» Dokumen
== == ==

Minggu, 13 Juni 2010

-- Catatan Terhadap Syarah Nawaqidhul Islam --- [Selesai... Tentang Ibadah]

Pengertian ibadah juga memiliki realitas obyektif yang bisa dipahami dari indera dan akal sebelum adanya syariat. Kalau ibadah tidak bisa dimengerti maka perkataan para Nabi kepada kaumnya: [Janganlah kalian beribadah kecuali kepada Allah] tidak bermakna apa-apa. Karena kaum mereka akan mengatakan: Apa maksud ‘ibadah’, kami tidak mengenalnya sama sekali.

Namun kenyataannya, berdasarkan riwayat sejarah yang mutawatir dan nash-nash Al-Qur'an yang meyakinkan kaum mereka mengerti maksud dari perkataan para Nabi tersebut. Dan mayoritas mereka langsung mengingkari dan menolaknya dengan argumen,
مَا نَحْنُ بِتَارِكِي آلِهَتِنَا عَنْ قَوْلِكَ
“Kami sekali-kali tidak akan meninggalkan sembahan-sembahan kami karena perkataanmu” (QS. Huud [11]: 53)
,
أَجَعَلَ اْلآلِهَةَ إِلاَهاً وَاحِداً؟! إِنَّ هَذَا لَشَيْءٌ عُجَابٌ!
“Mengapa ia menjadikan tuhan-tuhan itu Tuhan Yang Satu saja? Sesungguhnya ini benar-benar suatu hal yang sangat mengherankan.” (QS. Shaad [38]: 5.) dan ayat-ayat semisalnya.

Kaum para nabi langsung mengerti maksud seruan para nabi dan mengerti bahwa seruan itu adalah bencana besar yang akan menghancurkan kebiasaan mereka turun temurun. Karena seruan para Nabi itu berkonsekuensi batilnya tuhan-tuhan mereka dan bahwasanya tuhan-tuhan mereka itu hanyalah sekadar khurafat yang tidak berwujud dalam alam nyata!

== == ==

» Item Terlampir
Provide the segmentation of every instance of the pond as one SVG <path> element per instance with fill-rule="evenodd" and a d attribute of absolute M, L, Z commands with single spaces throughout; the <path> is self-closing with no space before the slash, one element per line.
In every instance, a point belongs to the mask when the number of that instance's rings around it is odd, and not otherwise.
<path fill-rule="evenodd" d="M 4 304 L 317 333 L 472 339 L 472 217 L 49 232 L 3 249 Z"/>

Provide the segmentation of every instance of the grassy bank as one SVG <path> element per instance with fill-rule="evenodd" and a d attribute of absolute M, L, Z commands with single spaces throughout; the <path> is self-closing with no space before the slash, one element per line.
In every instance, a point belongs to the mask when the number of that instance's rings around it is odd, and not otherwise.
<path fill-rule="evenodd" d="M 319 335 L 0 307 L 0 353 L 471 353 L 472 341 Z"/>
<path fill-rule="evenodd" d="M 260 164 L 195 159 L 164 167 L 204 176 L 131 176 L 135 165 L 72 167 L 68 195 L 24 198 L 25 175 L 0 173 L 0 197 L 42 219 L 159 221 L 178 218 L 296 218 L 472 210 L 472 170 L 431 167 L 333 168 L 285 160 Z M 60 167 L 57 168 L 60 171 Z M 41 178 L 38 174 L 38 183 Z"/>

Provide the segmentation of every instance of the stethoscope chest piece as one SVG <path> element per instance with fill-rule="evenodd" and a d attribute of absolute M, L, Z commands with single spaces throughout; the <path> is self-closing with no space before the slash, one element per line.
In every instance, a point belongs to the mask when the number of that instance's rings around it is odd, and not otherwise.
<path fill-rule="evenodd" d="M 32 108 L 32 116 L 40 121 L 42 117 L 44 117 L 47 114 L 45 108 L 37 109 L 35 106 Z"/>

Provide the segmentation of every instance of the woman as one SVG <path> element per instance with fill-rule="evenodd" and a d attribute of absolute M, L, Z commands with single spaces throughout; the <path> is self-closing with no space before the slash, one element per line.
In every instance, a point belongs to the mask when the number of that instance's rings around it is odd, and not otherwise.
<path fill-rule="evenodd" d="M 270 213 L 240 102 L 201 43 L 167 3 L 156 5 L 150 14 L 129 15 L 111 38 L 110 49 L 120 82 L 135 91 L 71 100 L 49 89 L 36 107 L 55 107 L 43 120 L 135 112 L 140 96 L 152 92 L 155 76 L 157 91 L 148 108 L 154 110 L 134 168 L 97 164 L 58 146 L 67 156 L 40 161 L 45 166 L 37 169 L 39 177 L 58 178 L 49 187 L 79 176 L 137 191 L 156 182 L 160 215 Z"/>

== == ==

» Instruksi
1: Kutip teks tentang ibadah persis sama, seluruhnya dari "Minggu, 13 Juni" terus ke bawah hingga "Huud [11]: 53)".
2: Sambung teks tentang ibadah setelah kalimat terakhirnya.
Item-item ini merupakan bahan tersendiri yang terpisah dari teks tentang ibadah.

» Jawaban Berurutan
1:
Minggu, 13 Juni 2010

-- Catatan Terhadap Syarah Nawaqidhul Islam --- [Selesai... Tentang Ibadah]

Pengertian ibadah juga memiliki realitas obyektif yang bisa dipahami dari indera dan akal sebelum adanya syariat. Kalau ibadah tidak bisa dimengerti maka perkataan para Nabi kepada kaumnya: [Janganlah kalian beribadah kecuali kepada Allah] tidak bermakna apa-apa. Karena kaum mereka akan mengatakan: Apa maksud ‘ibadah’, kami tidak mengenalnya sama sekali.

Namun kenyataannya, berdasarkan riwayat sejarah yang mutawatir dan nash-nash Al-Qur'an yang meyakinkan kaum mereka mengerti maksud dari perkataan para Nabi tersebut. Dan mayoritas mereka langsung mengingkari dan menolaknya dengan argumen,
مَا نَحْنُ بِتَارِكِي آلِهَتِنَا عَنْ قَوْلِكَ
“Kami sekali-kali tidak akan meninggalkan sembahan-sembahan kami karena perkataanmu” (QS. Huud [11]: 53)

2:
Apa pengertian ibadah atau apa pengertian ilah yang menjadi sebab perseteruan antara para nabi dengan kaumnya?! Apa hubungan antara kedua pengertian tersebut?! Jadi, harus ada pendefinisian pengertian ibadah dan pengertian ilah serta menjelaskan mana di antara keduanya yang menjadi asal persoalan dan mana yang menjadi pengikut/cabang? Inilah yang telah saya jelaskan di depan. Penjelasannya akan semakin gamblang dengan bentuk bantahan atas sanggahan-sanggahan kalian. Itu akan bisa dipahami sedikit demi sedikit, insya Allah.

Persoalan di sini adalah persoalan jenis perbuatan dan macamnya. Maksudnya, persoalan keyakinan dan persepsi yang menyertai perbuatan tersebut. Bukannya persoalan derajat,kerasnya atau sifat dan bentuk perbuatan.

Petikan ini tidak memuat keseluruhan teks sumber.